── Provided data ──

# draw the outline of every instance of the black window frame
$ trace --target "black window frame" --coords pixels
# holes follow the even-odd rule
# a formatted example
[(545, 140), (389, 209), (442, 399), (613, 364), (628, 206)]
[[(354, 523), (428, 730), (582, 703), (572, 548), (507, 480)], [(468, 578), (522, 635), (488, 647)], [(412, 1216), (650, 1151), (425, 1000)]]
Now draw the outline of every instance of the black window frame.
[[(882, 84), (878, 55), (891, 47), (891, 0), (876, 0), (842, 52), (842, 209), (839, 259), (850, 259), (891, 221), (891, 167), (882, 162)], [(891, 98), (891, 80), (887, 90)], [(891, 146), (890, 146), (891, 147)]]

───

**Exercise prompt:**
Copy every item above line for line, changing nothing.

**Worked answer:**
# draw the outline of every instance of the black window frame
$ trace --target "black window frame" --coords pixels
# holes follow the even-odd rule
# a formatted example
[(545, 140), (389, 209), (442, 399), (613, 364), (628, 206)]
[[(354, 523), (428, 730), (582, 703), (572, 548), (507, 480)], [(468, 578), (522, 635), (488, 647)], [(412, 1216), (650, 1151), (425, 1000)]]
Now draw the outline of every instance of the black window frame.
[[(882, 84), (878, 55), (891, 47), (891, 0), (876, 0), (842, 52), (842, 209), (839, 259), (850, 259), (891, 221), (891, 167), (882, 162)], [(891, 98), (891, 80), (887, 90)], [(891, 146), (890, 146), (891, 147)]]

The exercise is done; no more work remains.